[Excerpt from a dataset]
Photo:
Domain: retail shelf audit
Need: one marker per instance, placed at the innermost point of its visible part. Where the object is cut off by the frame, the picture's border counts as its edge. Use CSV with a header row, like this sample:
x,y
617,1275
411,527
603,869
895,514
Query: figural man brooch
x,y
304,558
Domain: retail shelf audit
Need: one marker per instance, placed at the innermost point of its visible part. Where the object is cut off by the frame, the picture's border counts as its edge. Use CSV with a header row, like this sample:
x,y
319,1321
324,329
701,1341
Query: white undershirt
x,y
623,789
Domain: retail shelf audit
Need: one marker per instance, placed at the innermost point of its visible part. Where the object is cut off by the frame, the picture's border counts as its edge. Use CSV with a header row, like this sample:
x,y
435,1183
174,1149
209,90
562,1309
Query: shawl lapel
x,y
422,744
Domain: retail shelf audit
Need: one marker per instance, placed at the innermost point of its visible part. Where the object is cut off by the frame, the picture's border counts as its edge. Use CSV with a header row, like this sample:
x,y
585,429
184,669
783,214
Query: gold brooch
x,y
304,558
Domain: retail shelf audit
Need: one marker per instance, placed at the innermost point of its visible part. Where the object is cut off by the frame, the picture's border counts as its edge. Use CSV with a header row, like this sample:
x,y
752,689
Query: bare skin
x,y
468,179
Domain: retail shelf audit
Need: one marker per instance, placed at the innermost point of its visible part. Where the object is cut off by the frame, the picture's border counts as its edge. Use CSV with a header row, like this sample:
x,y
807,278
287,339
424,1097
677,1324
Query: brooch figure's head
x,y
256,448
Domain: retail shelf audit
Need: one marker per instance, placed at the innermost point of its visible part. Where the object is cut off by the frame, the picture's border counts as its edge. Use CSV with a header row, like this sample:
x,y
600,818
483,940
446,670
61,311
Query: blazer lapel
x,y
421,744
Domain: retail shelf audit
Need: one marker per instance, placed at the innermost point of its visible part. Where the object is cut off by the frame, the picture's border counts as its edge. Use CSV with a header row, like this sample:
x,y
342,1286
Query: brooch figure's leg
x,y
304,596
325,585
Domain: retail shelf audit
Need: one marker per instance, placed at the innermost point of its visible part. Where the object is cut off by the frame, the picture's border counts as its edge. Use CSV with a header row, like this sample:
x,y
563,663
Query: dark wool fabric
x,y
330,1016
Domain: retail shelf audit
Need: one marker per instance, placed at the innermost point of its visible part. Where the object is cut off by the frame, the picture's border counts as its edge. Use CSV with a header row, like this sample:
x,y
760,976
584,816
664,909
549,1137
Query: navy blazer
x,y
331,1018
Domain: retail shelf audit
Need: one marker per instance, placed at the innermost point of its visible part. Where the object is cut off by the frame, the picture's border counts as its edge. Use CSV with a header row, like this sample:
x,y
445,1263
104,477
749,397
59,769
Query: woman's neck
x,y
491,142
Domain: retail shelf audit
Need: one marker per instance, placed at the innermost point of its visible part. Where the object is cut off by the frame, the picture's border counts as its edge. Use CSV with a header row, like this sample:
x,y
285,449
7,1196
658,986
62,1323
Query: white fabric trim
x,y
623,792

## [GIVEN REQUEST]
Give a word-for-word copy of the records.

## [WRITTEN RESPONSE]
Photo:
Domain: retail shelf audit
Need: one marker per instance, placed at the innermost point of its visible part. Where the object is cut off by the frame, the picture's border counts as its edge. Use CSV with a header row, like this sample:
x,y
617,1275
411,527
603,869
895,514
Query: figural man brooch
x,y
304,558
Domain: retail shelf audit
Need: one marker per instance, placed at the innermost point of its visible part. Where the object is cut off by the frame, the picture's border counts as its edge. Use CSV with a header row, like this sample:
x,y
319,1321
324,329
701,1341
Query: white undershirt
x,y
623,789
Domain: retail shelf audit
Need: one marker per instance, placed at the innermost point of its visible part. Where the object is cut off by the frame, the picture's border counts as its edge. Use CSV with a header row, like this sample:
x,y
435,1183
174,1149
209,90
562,1309
Query: shawl lapel
x,y
422,744
Domain: retail shelf audit
Need: one marker per instance, placed at the innermost point of its visible part. Where the object is cut off by the frame, the picture's border counts as its edge. Use CSV with a header row, like this sample:
x,y
585,429
184,669
783,214
Query: gold brooch
x,y
304,558
Domain: retail shelf audit
Need: one marker per instance, placed at the innermost point of its visible part. Where the object is cut off by the frame, the picture's border counts as its edge. Use CSV with a header row, like this sample:
x,y
752,689
Query: bare skin
x,y
468,179
Domain: retail shelf audit
Need: one marker per instance, placed at the innermost point of its visible part. Where the object is cut off by the frame, the picture's border counts as its edge. Use CSV with a header row, like this sample:
x,y
807,278
287,339
424,1097
677,1324
Query: brooch figure's head
x,y
256,448
Domain: retail shelf audit
Need: one marker per instance, placed at the innermost point of its visible part. Where the object is cut off by the frame, the picture's border counts as its edge. Use CSV with a header row, like this sample:
x,y
600,818
483,940
446,670
61,311
Query: blazer lapel
x,y
421,744
Domain: retail shelf audit
Need: one marker per instance, placed at the innermost point of its visible part. Where the object is cut off by the frame, the picture's border counts as its edge. Use CSV with a header row, like this sample:
x,y
342,1286
Query: brooch figure's leg
x,y
304,596
325,585
Domain: retail shelf audit
Need: one marker per instance, placed at the innermost point of its visible part. Where the object is cut off by the frame, the picture's border counts as its edge. Use CSV with a header row, like this sample:
x,y
563,663
Query: dark wool fabric
x,y
330,1016
Domain: retail shelf audit
Need: one marker per instance, placed at the innermost point of its visible part. Where the object is cut off by the frame, the picture's border counts as its edge. Use CSV with a header row, like this sample:
x,y
760,976
584,816
664,909
549,1137
Query: navy blazer
x,y
331,1018
Domain: retail shelf audit
Need: one marker per instance, placed at the innermost point of its visible part. Where the object is cut off by the frame, the picture's border counts as its edge. Use CSV with a header row, like this sample:
x,y
445,1263
104,477
749,397
59,769
Query: woman's neck
x,y
491,142
Domain: retail shelf audit
Need: one marker per instance, placed at the innermost point of its visible part. Where the object is cut off by the frame, the picture's border counts as its edge. Use CSV with a header row, like this sample:
x,y
285,449
7,1196
658,986
62,1323
Query: white fabric trim
x,y
623,792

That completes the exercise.